= What to work on =
Find each line below that contains the string "light" and copy those lines, treating uppercase and lowercase letters as different.

= Task inputs =

****

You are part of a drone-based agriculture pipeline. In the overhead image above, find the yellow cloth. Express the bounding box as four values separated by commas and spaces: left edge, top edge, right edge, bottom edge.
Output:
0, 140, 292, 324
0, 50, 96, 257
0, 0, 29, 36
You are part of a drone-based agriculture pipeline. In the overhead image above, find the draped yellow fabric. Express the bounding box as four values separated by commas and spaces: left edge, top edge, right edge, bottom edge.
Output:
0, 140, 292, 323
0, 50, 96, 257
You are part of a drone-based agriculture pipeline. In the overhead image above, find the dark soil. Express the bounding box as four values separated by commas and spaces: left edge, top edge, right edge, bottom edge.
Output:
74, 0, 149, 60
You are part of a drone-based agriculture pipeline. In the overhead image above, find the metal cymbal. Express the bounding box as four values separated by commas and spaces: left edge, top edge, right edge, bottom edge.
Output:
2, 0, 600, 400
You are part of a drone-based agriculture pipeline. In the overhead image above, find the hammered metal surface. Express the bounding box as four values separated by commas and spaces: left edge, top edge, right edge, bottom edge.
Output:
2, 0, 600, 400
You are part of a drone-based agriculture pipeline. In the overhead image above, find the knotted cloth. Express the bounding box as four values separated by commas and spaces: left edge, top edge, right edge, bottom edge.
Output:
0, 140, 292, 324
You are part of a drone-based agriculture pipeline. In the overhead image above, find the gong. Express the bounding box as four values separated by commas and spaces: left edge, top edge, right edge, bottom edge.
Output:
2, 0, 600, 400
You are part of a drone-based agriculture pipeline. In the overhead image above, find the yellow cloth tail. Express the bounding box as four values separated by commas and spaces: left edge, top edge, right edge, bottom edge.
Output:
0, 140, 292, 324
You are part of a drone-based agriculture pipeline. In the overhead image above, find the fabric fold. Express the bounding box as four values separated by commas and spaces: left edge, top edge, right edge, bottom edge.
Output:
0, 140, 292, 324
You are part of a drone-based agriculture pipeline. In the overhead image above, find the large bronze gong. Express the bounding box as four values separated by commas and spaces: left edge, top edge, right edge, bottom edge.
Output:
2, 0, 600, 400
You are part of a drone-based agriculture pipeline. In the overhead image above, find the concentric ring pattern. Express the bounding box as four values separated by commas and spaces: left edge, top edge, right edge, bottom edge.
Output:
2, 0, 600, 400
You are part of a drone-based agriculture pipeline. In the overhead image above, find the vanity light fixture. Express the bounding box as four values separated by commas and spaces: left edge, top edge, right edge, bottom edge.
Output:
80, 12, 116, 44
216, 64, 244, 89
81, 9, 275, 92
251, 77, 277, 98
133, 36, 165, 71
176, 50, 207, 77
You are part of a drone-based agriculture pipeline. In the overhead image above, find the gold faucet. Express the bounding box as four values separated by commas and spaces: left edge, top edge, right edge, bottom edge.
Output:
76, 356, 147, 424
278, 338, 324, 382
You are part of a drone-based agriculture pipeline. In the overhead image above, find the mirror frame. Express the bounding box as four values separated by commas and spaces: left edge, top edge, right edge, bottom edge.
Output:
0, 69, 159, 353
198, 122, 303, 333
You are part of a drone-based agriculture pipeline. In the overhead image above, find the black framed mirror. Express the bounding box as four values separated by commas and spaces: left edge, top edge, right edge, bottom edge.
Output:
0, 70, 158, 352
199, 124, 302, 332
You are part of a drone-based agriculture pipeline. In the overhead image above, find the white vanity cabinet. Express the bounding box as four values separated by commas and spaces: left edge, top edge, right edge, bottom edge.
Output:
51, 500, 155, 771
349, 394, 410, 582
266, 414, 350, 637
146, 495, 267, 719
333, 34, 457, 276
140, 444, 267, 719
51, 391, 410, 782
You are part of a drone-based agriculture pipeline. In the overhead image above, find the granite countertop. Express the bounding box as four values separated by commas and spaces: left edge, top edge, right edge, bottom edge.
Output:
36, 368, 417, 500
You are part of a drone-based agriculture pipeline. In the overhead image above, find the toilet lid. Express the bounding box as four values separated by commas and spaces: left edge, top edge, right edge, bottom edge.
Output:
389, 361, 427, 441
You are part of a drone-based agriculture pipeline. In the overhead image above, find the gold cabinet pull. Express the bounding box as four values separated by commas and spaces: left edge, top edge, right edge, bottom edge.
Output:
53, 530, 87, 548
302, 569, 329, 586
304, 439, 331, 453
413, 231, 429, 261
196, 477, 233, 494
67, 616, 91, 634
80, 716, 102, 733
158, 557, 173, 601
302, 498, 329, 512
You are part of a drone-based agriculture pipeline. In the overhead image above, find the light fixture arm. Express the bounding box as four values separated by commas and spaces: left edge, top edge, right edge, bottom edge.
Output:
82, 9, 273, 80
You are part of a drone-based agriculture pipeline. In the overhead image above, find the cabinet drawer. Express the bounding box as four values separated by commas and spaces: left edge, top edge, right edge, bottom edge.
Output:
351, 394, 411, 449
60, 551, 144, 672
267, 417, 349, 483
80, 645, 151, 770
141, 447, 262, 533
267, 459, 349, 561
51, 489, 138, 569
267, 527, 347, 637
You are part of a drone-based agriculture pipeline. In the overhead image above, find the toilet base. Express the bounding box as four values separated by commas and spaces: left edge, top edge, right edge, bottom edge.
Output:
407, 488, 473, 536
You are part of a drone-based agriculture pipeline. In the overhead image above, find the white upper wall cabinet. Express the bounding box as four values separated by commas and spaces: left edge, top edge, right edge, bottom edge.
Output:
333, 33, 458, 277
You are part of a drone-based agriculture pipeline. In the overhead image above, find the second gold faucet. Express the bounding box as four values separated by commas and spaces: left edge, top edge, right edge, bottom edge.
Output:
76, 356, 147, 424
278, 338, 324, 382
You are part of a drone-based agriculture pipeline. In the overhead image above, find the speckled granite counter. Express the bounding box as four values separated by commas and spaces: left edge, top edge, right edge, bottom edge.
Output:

****

= Result of the task =
You are part of a drone-based agriculture pipeline. In the overhead image above, find the vanity light fixture. Express the bounding box as four values separated by commas and spaces: left edge, top edge, right edge, bottom edge.
You are part of a drone-based agriculture pipeline. In the overhead image above, find the light fixture arm. Express the bounding box as four values separated by commas and spaces: left edge, top edge, right edge, bottom edge.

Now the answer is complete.